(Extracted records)
--- START ---

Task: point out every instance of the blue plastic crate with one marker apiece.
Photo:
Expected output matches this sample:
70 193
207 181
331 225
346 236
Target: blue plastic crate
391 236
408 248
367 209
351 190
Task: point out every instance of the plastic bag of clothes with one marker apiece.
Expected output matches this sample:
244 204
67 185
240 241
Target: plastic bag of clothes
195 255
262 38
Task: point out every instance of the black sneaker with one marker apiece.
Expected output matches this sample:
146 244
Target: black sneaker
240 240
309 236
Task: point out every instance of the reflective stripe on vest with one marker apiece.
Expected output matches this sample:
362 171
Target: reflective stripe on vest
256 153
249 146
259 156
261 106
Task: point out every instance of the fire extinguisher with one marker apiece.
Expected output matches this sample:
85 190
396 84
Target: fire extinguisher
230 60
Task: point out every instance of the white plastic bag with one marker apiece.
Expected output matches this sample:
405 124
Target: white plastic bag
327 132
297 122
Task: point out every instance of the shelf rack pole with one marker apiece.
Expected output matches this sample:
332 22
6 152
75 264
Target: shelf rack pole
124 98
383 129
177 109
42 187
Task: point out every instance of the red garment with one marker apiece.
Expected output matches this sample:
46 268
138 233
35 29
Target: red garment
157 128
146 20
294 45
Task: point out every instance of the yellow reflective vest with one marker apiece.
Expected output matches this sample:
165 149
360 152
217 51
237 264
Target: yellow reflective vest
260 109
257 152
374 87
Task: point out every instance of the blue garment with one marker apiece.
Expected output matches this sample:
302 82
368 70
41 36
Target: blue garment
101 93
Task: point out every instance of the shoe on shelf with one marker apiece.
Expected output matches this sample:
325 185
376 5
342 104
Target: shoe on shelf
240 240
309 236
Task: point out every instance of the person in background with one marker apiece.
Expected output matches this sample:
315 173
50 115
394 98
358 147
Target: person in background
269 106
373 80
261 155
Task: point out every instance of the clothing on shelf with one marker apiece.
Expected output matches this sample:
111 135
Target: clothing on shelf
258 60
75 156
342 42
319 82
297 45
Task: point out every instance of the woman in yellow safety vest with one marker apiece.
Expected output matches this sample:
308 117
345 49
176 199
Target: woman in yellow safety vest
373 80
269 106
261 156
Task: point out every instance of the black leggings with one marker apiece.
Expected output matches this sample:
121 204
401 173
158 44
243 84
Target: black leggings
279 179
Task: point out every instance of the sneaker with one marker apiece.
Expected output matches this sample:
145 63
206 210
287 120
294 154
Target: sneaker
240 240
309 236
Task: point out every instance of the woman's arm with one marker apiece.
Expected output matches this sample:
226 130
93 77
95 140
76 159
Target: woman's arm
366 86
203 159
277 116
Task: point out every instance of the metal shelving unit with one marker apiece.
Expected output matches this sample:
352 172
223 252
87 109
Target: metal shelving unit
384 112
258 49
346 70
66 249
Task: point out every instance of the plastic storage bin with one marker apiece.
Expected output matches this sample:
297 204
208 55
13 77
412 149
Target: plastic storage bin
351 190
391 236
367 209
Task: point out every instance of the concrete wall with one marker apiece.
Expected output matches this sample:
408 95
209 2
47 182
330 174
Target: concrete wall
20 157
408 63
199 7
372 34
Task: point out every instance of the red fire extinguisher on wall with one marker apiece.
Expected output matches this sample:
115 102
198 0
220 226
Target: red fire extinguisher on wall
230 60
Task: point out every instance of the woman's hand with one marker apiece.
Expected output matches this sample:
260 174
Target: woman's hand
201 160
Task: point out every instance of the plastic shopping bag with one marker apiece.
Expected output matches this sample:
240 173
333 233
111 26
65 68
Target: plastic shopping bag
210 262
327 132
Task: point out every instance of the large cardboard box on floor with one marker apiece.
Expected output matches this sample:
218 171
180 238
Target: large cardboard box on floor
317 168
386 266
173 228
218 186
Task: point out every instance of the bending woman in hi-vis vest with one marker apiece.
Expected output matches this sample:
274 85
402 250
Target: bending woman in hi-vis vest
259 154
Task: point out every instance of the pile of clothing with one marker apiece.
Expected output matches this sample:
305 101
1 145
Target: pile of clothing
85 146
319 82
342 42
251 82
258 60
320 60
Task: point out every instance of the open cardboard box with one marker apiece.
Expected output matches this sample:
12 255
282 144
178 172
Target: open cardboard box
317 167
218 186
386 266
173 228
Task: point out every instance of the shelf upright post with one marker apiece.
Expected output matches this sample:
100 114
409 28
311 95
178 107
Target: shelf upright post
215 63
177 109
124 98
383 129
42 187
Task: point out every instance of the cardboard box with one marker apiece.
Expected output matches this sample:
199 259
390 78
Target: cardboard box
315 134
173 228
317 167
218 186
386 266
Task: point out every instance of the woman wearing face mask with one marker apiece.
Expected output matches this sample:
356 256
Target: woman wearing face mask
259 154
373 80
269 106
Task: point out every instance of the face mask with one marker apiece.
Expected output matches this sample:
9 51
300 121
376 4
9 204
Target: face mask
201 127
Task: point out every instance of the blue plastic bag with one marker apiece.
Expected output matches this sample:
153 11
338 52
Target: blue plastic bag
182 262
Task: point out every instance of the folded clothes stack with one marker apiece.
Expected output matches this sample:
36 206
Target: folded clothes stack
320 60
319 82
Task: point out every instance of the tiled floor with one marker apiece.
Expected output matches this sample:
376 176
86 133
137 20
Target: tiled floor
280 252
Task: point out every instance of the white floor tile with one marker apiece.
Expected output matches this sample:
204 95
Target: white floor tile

--- END ---

> **EXERCISE REQUIREMENTS**:
Could you reproduce all of the entries above exactly?

> **TASK ANSWER**:
Task: point out every instance of the blue plastic crate with one marker apiece.
Photo:
Expected output matches this sample:
70 193
207 181
331 225
346 236
Target: blue plastic crate
391 236
408 248
367 209
351 190
Task: point out every instance of the plastic bag of clothes with one marker apiece.
Expected output matches this sample:
244 204
67 185
240 241
Target: plastic bag of clothes
195 255
262 38
Task: point out every instance of the black sneaker with one marker apiece.
Expected output matches this sample:
146 244
Target: black sneaker
240 240
309 236
Task: point out every instance of the reflective stripe on vest with one marker apiece.
Expected output matches this sample:
362 171
Target: reflective stripe on vest
256 153
249 146
259 156
261 106
Task: point out every instance of the fire extinguisher with one marker apiece.
Expected output matches this sample:
85 190
396 84
Target: fire extinguisher
230 60
Task: point out every instance of the white plastic bag with one marker apiece.
Expected output matches this sample:
405 124
Target: white plastic bag
327 132
297 122
Task: point out every instance of the shelf rack pole with one marker apiece.
Expected output matches this sample:
332 22
6 152
75 264
Target: shelf rack pole
124 98
383 129
177 109
42 187
Task: point out every instance of the red garment with one marker apiece.
Expected output matches this sample:
46 268
138 233
35 29
Target: red garment
157 128
146 20
294 45
Task: point out every instance of the yellow reflective vest with one marker apiece.
Expected output matches this sample:
165 149
360 152
217 51
237 264
Target: yellow reflective vest
260 109
257 152
374 87
Task: point out every instance of the blue garment with one marker apiece.
Expected output matches this sample:
302 82
368 70
41 36
Target: blue garment
101 93
Task: point out every instance of the shoe on shelf with one marker apiece.
Expected output matches this sample:
325 185
376 5
342 104
Target: shoe on shelf
240 240
309 236
Task: point out every instance of the person in background with one marker apiece.
Expected output matches this sample:
315 173
50 115
394 98
358 147
Target: person in background
269 106
373 80
261 155
Task: point out every instance of the clothing on shelf with one marker apiece.
Expected output matches this sample:
111 135
Target: clothing on shelf
258 60
75 156
342 42
319 82
297 45
Task: point out every instance of the woman in yellow safety vest with one marker apiece.
Expected output matches this sample:
308 117
345 49
176 199
Target: woman in yellow safety vest
373 80
269 106
261 156
Task: point out every instance of the black leggings with one marker apiece.
Expected output matches this sample:
121 204
401 173
158 44
243 84
Target: black leggings
279 179
Task: point out every instance of the sneaker with one marker apiece.
Expected output matches this sample:
145 63
206 210
287 120
294 154
Target: sneaker
240 240
309 236
Task: point out every instance of the woman's arm with one marker apiece.
Expected output matches this sample:
226 130
93 77
95 140
76 159
Target: woman's arm
366 86
203 159
277 116
Task: point out every instance of the metal shelving unit with one marker apiece.
Expected output matches this sample:
352 172
223 252
87 109
Target: metal shelving unit
384 112
258 49
346 70
66 249
Task: point out every instance of the plastic storage bin with one marker apiece.
Expected output matches this sample:
297 204
208 55
13 77
412 149
Target: plastic storage bin
351 190
391 236
367 209
Task: point out every instance of the concrete wall with one marker apiece.
Expected output matches this sample:
408 95
209 2
47 182
330 174
Target: concrete wall
20 157
408 63
199 7
372 34
Task: point out every instance of the red fire extinguisher on wall with one marker apiece.
Expected output matches this sample:
115 102
198 0
220 226
Target: red fire extinguisher on wall
230 60
Task: point out every instance of the woman's hand with one marker apiece.
Expected output matches this sample:
260 174
Target: woman's hand
201 160
Task: point out every instance of the plastic shopping bag with one marker apiece.
Expected output matches this sample:
240 173
333 233
111 26
65 68
Target: plastic shopping bag
210 262
327 132
Task: point out every instance of the large cardboard box on floor with one marker apiece.
Expected output matches this sample:
218 171
180 238
Target: large cardboard box on floor
317 168
386 266
173 228
218 186
Task: point out every instance of the bending woman in hi-vis vest with one marker apiece.
Expected output matches this sample:
274 85
402 250
Target: bending woman in hi-vis vest
259 154
Task: point out every instance of the pile of clothing with one marker apiece.
Expected output matches this sample:
305 101
1 145
Target: pile of clothing
85 146
319 82
342 42
251 82
258 60
320 60
Task: point out every instance of the open cardboard box with one marker apiece.
Expected output matches this sample:
12 255
282 144
178 172
Target: open cardboard box
317 167
218 186
386 266
173 228
Task: point out every instance of the shelf upright post with one marker apiece.
Expected output matches this sample:
100 114
409 28
311 95
178 107
Target: shelf upright post
215 63
177 109
124 98
383 129
42 187
Task: point out every instance of the cardboard box with one marker apiece.
Expected output matches this sample:
199 259
390 78
Target: cardboard box
315 134
173 228
317 167
218 186
386 266
Task: point out every instance of the woman wearing face mask with one marker apiece.
Expected output matches this sample:
356 256
Target: woman wearing face mask
259 154
373 80
269 106
Task: point out every instance of the face mask with one marker apiece.
Expected output matches this sample:
9 51
300 121
376 4
9 204
Target: face mask
201 127
Task: point out every instance of the blue plastic bag with one marker apiece.
Expected output matches this sample:
153 11
338 52
Target: blue plastic bag
182 262
Task: point out every instance of the folded clothes stack with one marker apiece.
Expected output matches this sample:
36 206
Target: folded clothes stack
320 60
319 82
Task: point out every instance of the tiled floor with one marker apiece.
Expected output matches this sample:
376 176
86 133
137 20
Target: tiled floor
280 252
Task: point out every instance of the white floor tile with one marker apiece.
Expected output matches this sample:
204 95
Target: white floor tile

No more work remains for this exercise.